-- What to do --
Continue the soundscape tool examples below, starting right after their final sentence.

Quoted passage Start Marker

Generate a Soundscape

Create an immersive 30-second loop of a cyberpunk rainy city.

{
  "name": "generate_soundscape",
  "arguments": {
    "prompt": "Heavy rain on neon-lit cyberpunk city streets, distant hover-car hums, muffled holographic advertisements.",
    "duration": 30,
    "format": "mp3",
    "auto_play": true
  }
}

Transition Between Environments

Seamlessly shift from a peaceful forest to a roaring thunderstorm.

{
  "name": "transition_soundscape",
  "arguments": {
    "from_prompt": "Quiet morning forest with chirping birds and rustling leaves.",
    "to_prompt": "Intense tropical thunderstorm with loud thunder claps and heavy downpour.",
    "transition_duration": 10,
    "auto_play": true
  }
}

Update Server Defaults

Set the default output format to FLAC for higher quality.

Quoted passage End Marker
Dataset content Start Marker

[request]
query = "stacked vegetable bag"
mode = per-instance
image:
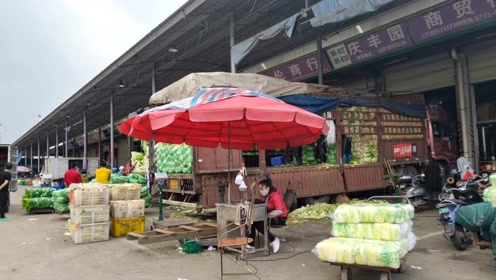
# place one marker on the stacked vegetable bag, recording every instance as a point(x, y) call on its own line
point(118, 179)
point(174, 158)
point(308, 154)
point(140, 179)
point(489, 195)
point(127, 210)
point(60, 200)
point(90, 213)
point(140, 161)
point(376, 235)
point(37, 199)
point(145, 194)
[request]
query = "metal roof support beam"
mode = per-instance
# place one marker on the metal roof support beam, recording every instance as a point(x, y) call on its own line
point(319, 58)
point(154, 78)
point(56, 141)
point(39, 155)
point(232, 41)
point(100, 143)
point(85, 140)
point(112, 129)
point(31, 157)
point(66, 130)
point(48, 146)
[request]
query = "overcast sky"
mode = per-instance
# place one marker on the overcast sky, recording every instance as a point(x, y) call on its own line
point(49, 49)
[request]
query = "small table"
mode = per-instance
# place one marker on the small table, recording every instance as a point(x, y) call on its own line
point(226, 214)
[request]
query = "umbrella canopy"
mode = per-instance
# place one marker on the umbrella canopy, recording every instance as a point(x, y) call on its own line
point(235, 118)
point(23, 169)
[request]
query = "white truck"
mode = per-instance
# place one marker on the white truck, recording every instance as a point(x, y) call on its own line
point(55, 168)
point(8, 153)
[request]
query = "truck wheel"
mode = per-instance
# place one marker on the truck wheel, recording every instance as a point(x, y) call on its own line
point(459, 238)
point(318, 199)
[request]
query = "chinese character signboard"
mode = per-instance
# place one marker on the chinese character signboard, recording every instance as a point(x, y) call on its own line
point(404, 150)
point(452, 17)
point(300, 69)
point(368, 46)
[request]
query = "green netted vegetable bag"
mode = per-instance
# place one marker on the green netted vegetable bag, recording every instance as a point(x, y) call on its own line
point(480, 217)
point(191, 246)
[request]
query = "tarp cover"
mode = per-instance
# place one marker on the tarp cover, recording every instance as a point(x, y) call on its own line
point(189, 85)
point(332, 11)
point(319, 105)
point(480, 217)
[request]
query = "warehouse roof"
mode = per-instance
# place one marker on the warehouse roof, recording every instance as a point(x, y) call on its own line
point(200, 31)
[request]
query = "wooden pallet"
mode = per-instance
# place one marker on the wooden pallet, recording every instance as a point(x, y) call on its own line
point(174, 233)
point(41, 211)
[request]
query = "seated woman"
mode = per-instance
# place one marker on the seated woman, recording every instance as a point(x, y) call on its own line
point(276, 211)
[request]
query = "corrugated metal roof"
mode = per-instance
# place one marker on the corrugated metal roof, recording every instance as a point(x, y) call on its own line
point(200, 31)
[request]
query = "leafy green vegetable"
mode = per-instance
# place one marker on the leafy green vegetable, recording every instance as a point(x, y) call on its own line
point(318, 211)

Dataset content End Marker
Dataset content Start Marker

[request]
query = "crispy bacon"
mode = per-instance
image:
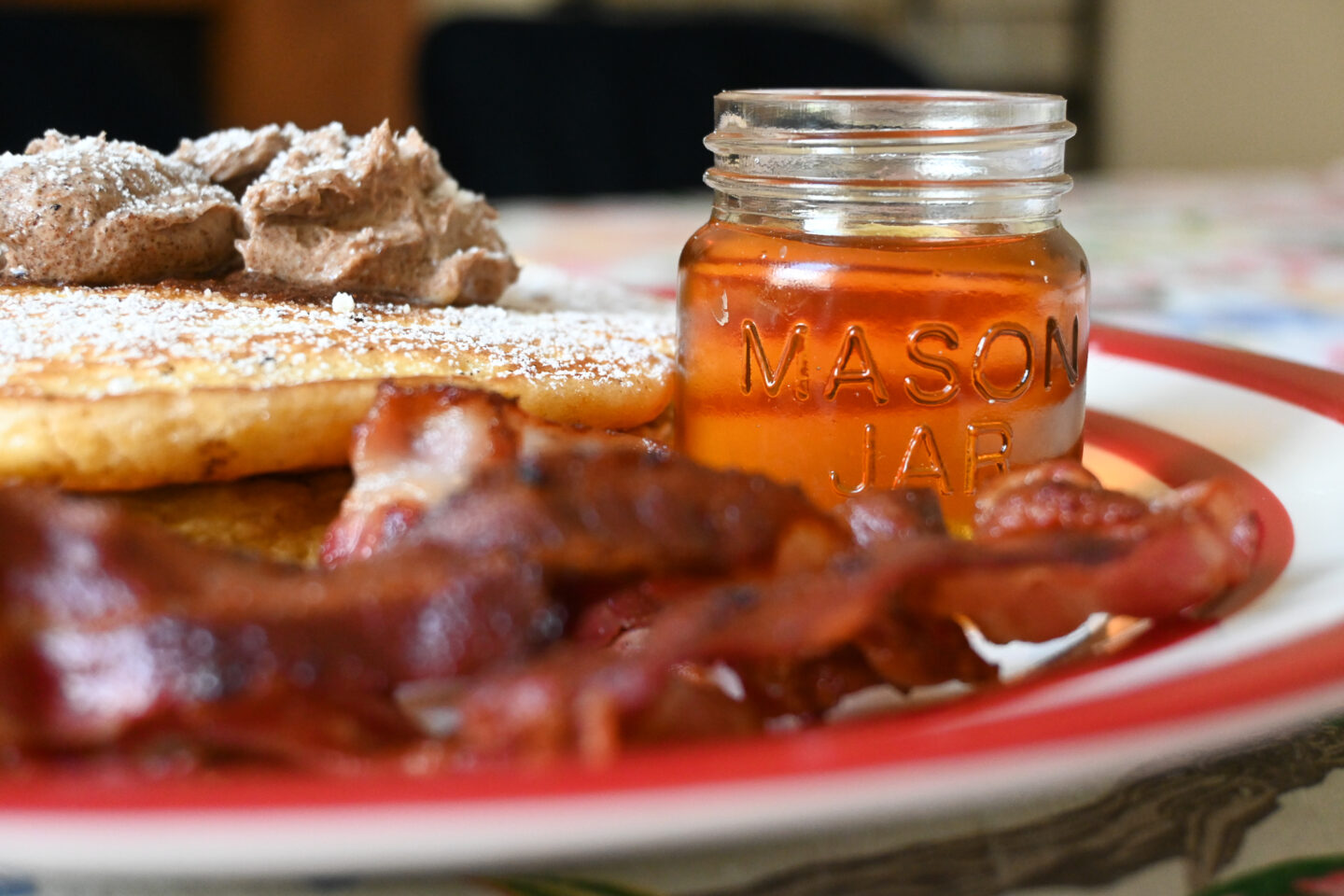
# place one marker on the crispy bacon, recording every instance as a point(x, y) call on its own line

Dataset content End Marker
Dataset content Start Marker

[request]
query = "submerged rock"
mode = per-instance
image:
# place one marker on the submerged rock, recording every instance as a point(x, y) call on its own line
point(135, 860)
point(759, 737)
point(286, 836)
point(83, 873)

Dataset content End Marker

-- Exercise answer --
{
  "name": "configure",
  "arguments": {
    "default_format": "flac",
    "default_sample_rate": 48000
  }
}

🏛 Architecture Overview

The server is built with a modular Rust architecture designed for efficiency and reliability:

main.rs: The core MCP protocol engine handling tool registration and request dispatching.
gemini.rs: Manages low-level WebSocket communication with the Gemini 2.0 Multimodal Live API.
audio.rs: Handles PCM data manipulation, including seamless looping algorithms and FFmpeg integration for format transcoding.
mixer.rs: Implements audio processing logic for crossfading and blending multiple audio streams.
config.rs: Provides a persistent JSON-based configuration layer for user preferences.